(Extracted data entries)

..........

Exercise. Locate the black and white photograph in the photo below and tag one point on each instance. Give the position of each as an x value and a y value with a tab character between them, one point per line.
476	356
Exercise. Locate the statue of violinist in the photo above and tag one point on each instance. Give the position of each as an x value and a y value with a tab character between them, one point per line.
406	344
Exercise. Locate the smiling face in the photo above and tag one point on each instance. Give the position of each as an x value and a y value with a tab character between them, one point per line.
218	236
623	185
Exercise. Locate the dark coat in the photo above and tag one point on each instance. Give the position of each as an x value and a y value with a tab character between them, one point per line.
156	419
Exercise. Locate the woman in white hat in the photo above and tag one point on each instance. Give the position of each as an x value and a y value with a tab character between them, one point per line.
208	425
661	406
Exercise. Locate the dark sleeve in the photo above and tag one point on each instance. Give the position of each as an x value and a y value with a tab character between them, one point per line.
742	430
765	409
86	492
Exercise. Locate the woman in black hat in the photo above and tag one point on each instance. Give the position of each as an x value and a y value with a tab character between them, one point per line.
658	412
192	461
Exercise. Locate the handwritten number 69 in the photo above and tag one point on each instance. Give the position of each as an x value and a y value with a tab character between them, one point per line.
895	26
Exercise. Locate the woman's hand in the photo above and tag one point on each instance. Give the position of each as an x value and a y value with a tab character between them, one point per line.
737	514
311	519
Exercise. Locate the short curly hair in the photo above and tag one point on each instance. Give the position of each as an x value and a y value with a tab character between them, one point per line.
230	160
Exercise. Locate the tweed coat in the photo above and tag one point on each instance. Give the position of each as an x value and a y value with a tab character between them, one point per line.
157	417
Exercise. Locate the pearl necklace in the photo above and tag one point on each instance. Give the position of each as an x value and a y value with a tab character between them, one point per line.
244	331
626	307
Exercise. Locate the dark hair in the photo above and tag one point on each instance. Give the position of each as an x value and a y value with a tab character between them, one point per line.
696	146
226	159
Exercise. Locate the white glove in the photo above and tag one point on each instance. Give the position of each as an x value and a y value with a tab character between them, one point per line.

..........

▸ **Problem details**:
From the first line to the last, output the records word for word.

▸ **Response to this task**:
Exercise. Locate the black and white photograph in the photo below and tag one point on each instance. Give the position of each as an x value and a y value with a tab character between them, one point per line.
476	356
Exercise. Locate the statue of violinist in the photo above and tag one point on each instance. Give the position of each as an x value and a y value with a tab character between them, one point per line.
406	344
Exercise. Locate the smiling face in the photo above and tag one point on each instance. Give the position of each as an x value and a y value with a tab character between them, one point per line.
218	236
623	185
Exercise. Locate the dark coat in the photo above and tag one point on each instance. Give the position of each as an x value and a y value with a tab character between them, one point per line.
156	419
Exercise. Locate the woman in white hat in the photo above and tag one point on each instance. Give the position of each as an x value and a y value with a tab character between them, one point per line.
208	425
661	406
Exercise. Locate the dark sleeve in the photo above and tag one point on each instance. Give the position of each as an x value and a y value with a tab character between them, one point per line.
742	430
765	409
86	492
Exercise. Locate the woman in black hat in the photo above and tag one point on each instance. Give the position of each as an x value and a y value with a tab character between them, one point per line.
658	412
192	461
Exercise. Locate the handwritten number 69 in the photo above and tag one point on each instance. Give the position of each as an x value and a y value with a tab character between them, one point per line.
895	26
Exercise. Locate the woman's hand in the photo above and tag one point on each instance. Give the position of each as an x value and a y value with a tab character between them, one point per line.
737	514
311	519
Exercise. Locate the short curly hair in the photo above and tag one point on each instance. Give the position of each as an x value and a y value with a tab character between them, one point per line.
230	160
Exercise. Locate the tweed coat in the photo above and tag one point on each instance. Give the position of each as an x value and a y value with a tab character between them, one point per line.
157	417
Exercise. Locate the pearl necklace in the photo above and tag one point on each instance. Give the position of each as an x value and a y value with a tab character between them, one point per line.
244	331
626	307
Exercise. Locate the dark hair in the photo above and tag one point on each instance. Give the position of each as an x value and a y value with a tab character between them, one point per line.
696	146
226	159
Exercise. Locate the white glove in the photo above and tag one point on each instance. Give the position of each as an x value and a y value with a tab character between them, one point per line.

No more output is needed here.